And what about all the ones that say it's clean? If you really never saw this before, you're obviously very new to Renpy. Everyone knows that it tends to produce false positives. And those positives are basically all generics, if you discard the ones that are generic or that don't give specifics that leaves what, two left?
You're tiring... 21 engines today (on 69 total engines), BTW, still raising...
The fact that a signature is generic or heuristic is not a proof of a false positive, but that a generic-purpose instructions set were detected WITHOUT the specific signatures attached to a specific virus - forbidding then to identify it clearly. Simple example, NOT related to this particular case: detecting a keylogging code or virus-like encryption code is way enough to trigger a generic warning, especially with unsigned executables, because a normal program do NOT need such features. My own programs, for work, typically triggers a LOT of AV softwares because they access directly to custom hardware... Unless we access it through WinDriver, for example, or other trusted frameworks.
You can safely assume a false positive when only one or two MINOR engines report something generic. You cannot when several MAJOR engines do it, even with generic/heuristic (and worst if named). The fact that other engines do not see it is not a safety proof (you're using here a fallacious argument). The important fact is that several says it's unsafe. What you say is like "if hundred of people do not accuse someone of a crime, he's then innocent despite several trustworthy people says he's a criminal". However, it can be debated when one only UNtrustworthy person make this accusation...
As I said it already,
precautionary principle. Nothing more, nothing less.
When a development software produces compiled executables that triggers false positives (or when the runtime does it), it's usually a matter of days before AV engines stop reporting it as infected.
Until then, again, I won't execute it.
You do what you want with YOUR data, you're free, but it's irresponsible to encourage newbies to run something that triggered several antivirus softwares, at least until the problem is solved - if it's a real false positive, then AV engines won't detect it anymore soon and/or Ren'Py devs will solve the problem and release a new, safe version.
BTW, two years is a little eternity for softwares... Way enough, in particular with all games using "old" versions of Ren'Py, to see enough versions without ANY AV problems and be suspicious when ONE causes a problem.

| AVAILABLE DATA |
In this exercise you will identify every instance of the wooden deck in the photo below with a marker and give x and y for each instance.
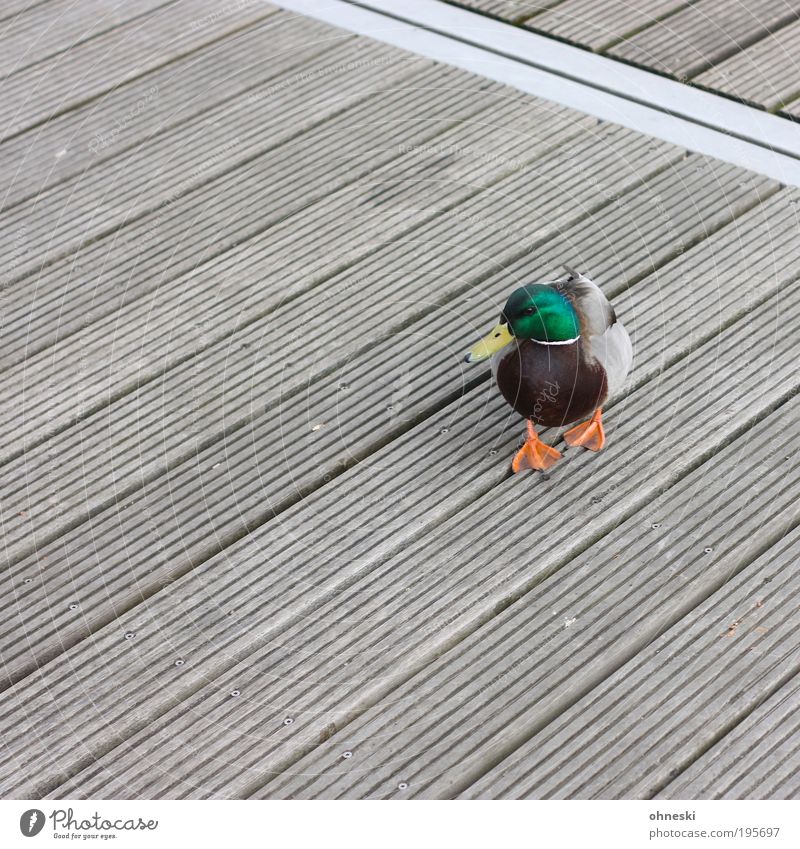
(260, 534)
(745, 50)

| EXERCISES |
A – Can you write out, word for word, the part of the post on antivirus detections that opens with the words containing "You do what" and closes with "causes a problem."?
B – How would you render this sentence from the post on antivirus detections in French: "You can safely assume a false positive when only one or two MINOR engines report something generic."
Work from the post on antivirus detections alone.

| EXPECTED RESPONSES |
A –
You do what you want with YOUR data, you're free, but it's irresponsible to encourage newbies to run something that triggered several antivirus softwares, at least until the problem is solved - if it's a real false positive, then AV engines won't detect it anymore soon and/or Ren'Py devs will solve the problem and release a new, safe version.
BTW, two years is a little eternity for softwares... Way enough, in particular with all games using "old" versions of Ren'Py, to see enough versions without ANY AV problems and be suspicious when ONE causes a problem.

B – Vous pouvez supposer sans risque qu'il s'agit d'un faux positif lorsque seuls un ou deux moteurs MINEURS signalent quelque chose de générique.